▶ _STATED EXERCISE_
Rewrite every item below with "dark doorway" replaced by "dark entryway", keeping all other text unchanged.

▶ _RECORDS PROVIDED_
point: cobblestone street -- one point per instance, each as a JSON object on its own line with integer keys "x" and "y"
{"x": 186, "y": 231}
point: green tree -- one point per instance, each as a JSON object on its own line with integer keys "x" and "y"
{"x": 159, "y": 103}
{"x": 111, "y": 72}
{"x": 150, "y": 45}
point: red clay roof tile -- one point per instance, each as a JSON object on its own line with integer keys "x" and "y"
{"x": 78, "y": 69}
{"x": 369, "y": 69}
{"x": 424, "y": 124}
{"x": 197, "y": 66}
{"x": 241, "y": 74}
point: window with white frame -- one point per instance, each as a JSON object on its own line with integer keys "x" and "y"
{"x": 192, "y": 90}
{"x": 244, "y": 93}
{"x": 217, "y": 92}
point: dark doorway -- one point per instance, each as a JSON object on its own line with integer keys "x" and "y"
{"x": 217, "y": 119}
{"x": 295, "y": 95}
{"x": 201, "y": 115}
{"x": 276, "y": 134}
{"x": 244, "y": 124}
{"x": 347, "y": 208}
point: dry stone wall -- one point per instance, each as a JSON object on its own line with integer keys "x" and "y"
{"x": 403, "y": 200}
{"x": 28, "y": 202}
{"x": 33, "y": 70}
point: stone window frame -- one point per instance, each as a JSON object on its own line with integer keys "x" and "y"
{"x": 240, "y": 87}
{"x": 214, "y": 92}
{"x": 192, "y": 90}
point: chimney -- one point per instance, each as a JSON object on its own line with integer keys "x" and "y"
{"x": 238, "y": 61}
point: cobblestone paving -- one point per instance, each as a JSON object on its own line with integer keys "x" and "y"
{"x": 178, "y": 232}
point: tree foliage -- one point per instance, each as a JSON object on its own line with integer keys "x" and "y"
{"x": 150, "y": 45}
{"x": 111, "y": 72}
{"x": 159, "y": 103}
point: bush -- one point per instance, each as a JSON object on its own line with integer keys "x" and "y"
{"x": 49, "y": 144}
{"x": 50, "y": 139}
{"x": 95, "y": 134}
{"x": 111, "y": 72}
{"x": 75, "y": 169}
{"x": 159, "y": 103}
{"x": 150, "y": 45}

▶ _ANSWER TO THIS EXERCISE_
point: cobblestone street -- one point per instance, each as a JSON object on its own line with integer keys "x" and "y"
{"x": 186, "y": 231}
point: green tree -- one point per instance, each as a JSON object on its own line with integer keys "x" and "y"
{"x": 159, "y": 103}
{"x": 111, "y": 72}
{"x": 150, "y": 45}
point: red clay roof tile -- one point per instance, each as a JSON object on its own line with integer keys "x" and "y"
{"x": 78, "y": 69}
{"x": 369, "y": 69}
{"x": 424, "y": 124}
{"x": 197, "y": 66}
{"x": 241, "y": 74}
point: window with white frame -- one point per instance, each as a JSON object on its own line with integer keys "x" and "y"
{"x": 192, "y": 90}
{"x": 244, "y": 93}
{"x": 217, "y": 92}
point: dark entryway -- one point per instance, each as a JSON object on its own line with integer keys "x" and "y"
{"x": 217, "y": 119}
{"x": 295, "y": 95}
{"x": 201, "y": 115}
{"x": 276, "y": 134}
{"x": 244, "y": 124}
{"x": 347, "y": 208}
point: dry stone wall -- one point per instance, each as a JSON object on its own line with integer keys "x" and "y"
{"x": 403, "y": 200}
{"x": 28, "y": 202}
{"x": 33, "y": 70}
point: stone window frame -- one point per instance, each as a JSON object on its own line with integer keys "x" and "y"
{"x": 240, "y": 87}
{"x": 214, "y": 92}
{"x": 192, "y": 90}
point: chimney -- one point per instance, each as a JSON object on its own line with integer keys "x" and "y"
{"x": 238, "y": 61}
point: cobblestone paving -- one point per instance, each as a JSON object on its own line with integer keys "x" and "y"
{"x": 178, "y": 232}
point: tree foliage -- one point per instance, each as a JSON object on its own line with integer keys "x" and "y"
{"x": 150, "y": 45}
{"x": 111, "y": 72}
{"x": 159, "y": 103}
point: bush -- one point per instance, each as a JSON object on its own line with integer keys "x" and "y"
{"x": 49, "y": 144}
{"x": 50, "y": 139}
{"x": 95, "y": 134}
{"x": 111, "y": 72}
{"x": 75, "y": 169}
{"x": 159, "y": 103}
{"x": 150, "y": 45}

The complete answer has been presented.